Task list:
**A.** In the forum post about home repairs, what car does the writer own?
**B.** Using the forum post about home repairs, explain in one to three sentences why agents and agencies don't care about the details.
**C.** Carry on the forum post about home repairs from where it stops.

Document excerpt:
────

Yes, the process if frustrating, but finding out WHY people are frustrated,
what creates the disconnect between what they expect, and what they get,
that's actually quite interesting.

It's those times when we are at wit's end, and things-just-don't-work, that we learn more.
An example. I've got a 1969 Plymouth Barracuda convertible. I learned at a young age,
the hard way, that pre-1970 Mopar, the left-hand wheels have left-hand threads.
I bent the wrench, scraped my knuckles, and snapped the stud.
Won't make that mistake again.

Point here is these agents and agencies make money selling homes
and they don't care about the details.
Um, you want details about repairs, but won't pay an expert to find out what needs repairing?

Fixing things costs money. Figuring out what needs fixing ALSO costs money.
Knowing "what to fix", is usually MORE important than knowing what it costs to fix things.

Nobody is going to crawl through the crawlspaces or check the attic, for you, for free.

That's a well known problem in the real estate industry and frequently discussed right here on this forum.
Yes, "{that profession} are crooks" is a common point of discussion here--

"auto mechanics are crooks"
"contractors are crooks"

────

Items from a dataset

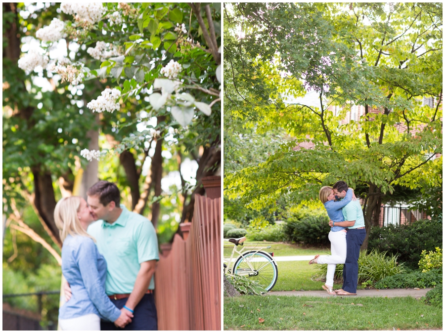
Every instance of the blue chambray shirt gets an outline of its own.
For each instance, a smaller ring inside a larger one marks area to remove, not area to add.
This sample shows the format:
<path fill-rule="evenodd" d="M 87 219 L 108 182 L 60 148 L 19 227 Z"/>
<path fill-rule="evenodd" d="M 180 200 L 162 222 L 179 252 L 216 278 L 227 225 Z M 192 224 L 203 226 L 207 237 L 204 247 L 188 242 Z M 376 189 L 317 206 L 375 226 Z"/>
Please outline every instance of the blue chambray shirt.
<path fill-rule="evenodd" d="M 352 198 L 352 190 L 348 190 L 346 192 L 346 195 L 343 200 L 340 201 L 334 201 L 334 200 L 329 200 L 324 203 L 324 208 L 326 208 L 328 213 L 328 216 L 329 218 L 334 222 L 342 222 L 345 220 L 343 217 L 343 213 L 342 212 L 342 208 L 351 202 Z M 340 227 L 338 226 L 334 226 L 331 227 L 331 231 L 336 232 L 340 231 L 346 229 L 344 227 Z"/>
<path fill-rule="evenodd" d="M 121 315 L 105 293 L 107 263 L 89 237 L 68 235 L 62 248 L 62 273 L 72 296 L 59 309 L 59 319 L 94 313 L 112 322 Z"/>

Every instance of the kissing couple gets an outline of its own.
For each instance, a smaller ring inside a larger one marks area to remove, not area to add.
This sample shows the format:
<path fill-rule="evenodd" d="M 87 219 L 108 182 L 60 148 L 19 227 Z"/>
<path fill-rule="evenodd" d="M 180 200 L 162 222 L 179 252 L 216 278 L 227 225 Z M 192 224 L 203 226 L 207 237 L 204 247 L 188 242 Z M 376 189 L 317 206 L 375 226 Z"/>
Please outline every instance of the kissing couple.
<path fill-rule="evenodd" d="M 331 255 L 317 254 L 309 264 L 328 264 L 326 284 L 322 288 L 330 294 L 356 295 L 360 247 L 366 235 L 361 206 L 354 190 L 343 181 L 332 187 L 322 187 L 318 198 L 330 220 Z M 334 274 L 338 264 L 344 264 L 343 285 L 334 291 Z"/>
<path fill-rule="evenodd" d="M 100 181 L 87 195 L 87 201 L 61 199 L 54 212 L 68 282 L 60 328 L 157 330 L 153 274 L 159 255 L 152 223 L 120 205 L 113 183 Z"/>

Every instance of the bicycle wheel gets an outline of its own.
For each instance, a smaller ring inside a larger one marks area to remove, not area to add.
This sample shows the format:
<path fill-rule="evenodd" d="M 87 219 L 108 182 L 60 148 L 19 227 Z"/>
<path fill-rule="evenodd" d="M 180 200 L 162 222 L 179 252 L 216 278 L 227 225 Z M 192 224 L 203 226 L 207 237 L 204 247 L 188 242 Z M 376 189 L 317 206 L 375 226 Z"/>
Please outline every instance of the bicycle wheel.
<path fill-rule="evenodd" d="M 278 279 L 278 268 L 272 257 L 266 252 L 249 251 L 236 259 L 233 273 L 259 281 L 268 291 L 272 290 Z"/>

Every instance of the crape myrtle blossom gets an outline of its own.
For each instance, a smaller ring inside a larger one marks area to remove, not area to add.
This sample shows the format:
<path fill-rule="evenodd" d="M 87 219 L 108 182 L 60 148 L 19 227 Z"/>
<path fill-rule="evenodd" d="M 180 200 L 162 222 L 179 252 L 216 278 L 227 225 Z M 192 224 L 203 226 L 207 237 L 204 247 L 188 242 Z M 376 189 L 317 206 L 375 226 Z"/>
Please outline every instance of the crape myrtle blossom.
<path fill-rule="evenodd" d="M 113 25 L 122 24 L 122 16 L 121 16 L 120 13 L 118 11 L 115 11 L 113 14 L 109 14 L 107 17 L 108 18 L 108 22 L 110 22 L 110 26 L 112 26 Z"/>
<path fill-rule="evenodd" d="M 119 111 L 121 105 L 118 100 L 120 97 L 121 92 L 117 89 L 107 88 L 97 99 L 93 99 L 87 104 L 87 107 L 92 110 L 93 112 Z"/>
<path fill-rule="evenodd" d="M 19 68 L 32 72 L 36 67 L 41 66 L 44 69 L 48 65 L 48 57 L 43 55 L 38 49 L 31 49 L 18 62 Z"/>
<path fill-rule="evenodd" d="M 102 156 L 106 155 L 107 152 L 100 151 L 100 150 L 89 150 L 85 149 L 81 151 L 81 156 L 84 157 L 88 161 L 91 161 L 93 159 L 99 161 Z"/>
<path fill-rule="evenodd" d="M 65 23 L 54 18 L 51 24 L 37 30 L 36 37 L 43 42 L 57 42 L 63 38 L 63 29 Z"/>
<path fill-rule="evenodd" d="M 62 78 L 61 83 L 69 82 L 73 85 L 77 85 L 82 82 L 85 75 L 82 70 L 71 66 L 71 61 L 67 58 L 62 57 L 57 62 L 50 64 L 46 70 L 52 73 L 56 73 Z"/>
<path fill-rule="evenodd" d="M 87 52 L 94 59 L 101 61 L 105 61 L 107 58 L 121 55 L 112 44 L 110 44 L 108 50 L 107 50 L 107 48 L 106 43 L 104 42 L 98 42 L 94 47 L 89 47 Z"/>
<path fill-rule="evenodd" d="M 165 67 L 161 69 L 161 74 L 164 74 L 169 79 L 175 79 L 178 77 L 182 69 L 182 66 L 180 64 L 172 59 Z"/>
<path fill-rule="evenodd" d="M 60 10 L 64 13 L 74 15 L 76 21 L 95 23 L 100 21 L 105 11 L 101 2 L 63 2 Z"/>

────

Task results:
**A.** A 1969 Plymouth Barracuda convertible.

**B.** The post says agents and agencies make their money by selling homes. That is the reason it gives for their not caring about the details.

**C.**
"electricians are crooks"
"HVAC techs are crooks"
"plumbers are crooks"
"realtors are crooks"

I think everybody with a tool belt or clipboard has heard that at one time or another.

I mentioned the poor ethics of agents bringing in
home inspectors who knowingly overlook problems so as to not jeopardize a sale.
That does not make sense. The BUYER chooses, hires and pays the home inspector.
If the buyer chose a bad home inspector, who's fault is that?

It is becoming common for Sellers to hire a home inspector and provide a free copy to buyers.
And now we have Buyers complaining about the quality and qualifications of a free service.
The initial post mentions "a walk though and many pages of problems". It's not clear,
but that sounds like the buyer getting "many pages" of free information on the home.
Really? Complaining about the quality of a free service?

Later, there's mention of $600 to have a home inspection.
Really? Complaining about having to pay an expert for their time?

C'mon it's a used house, something is broken somewhere, other things are just waiting to break.
A used house has risk, but buyers get the reward of a lower price. It's a fair bargain.
A house where everything is guaranteed to work is worth more. That is why they costs more.
THAT IS WHY USED HOMES ARE AFFORDABLE. Risk versus reward.

If somebody wants to know everything that has to be fixed in a house, that has a cost-
either time checking all the systems, or money to have an inspector check them for you.

I still don't see why it's the Realtors' fault...
 

Last edited by Hal_S; 03-25-17 at 11:54 AM.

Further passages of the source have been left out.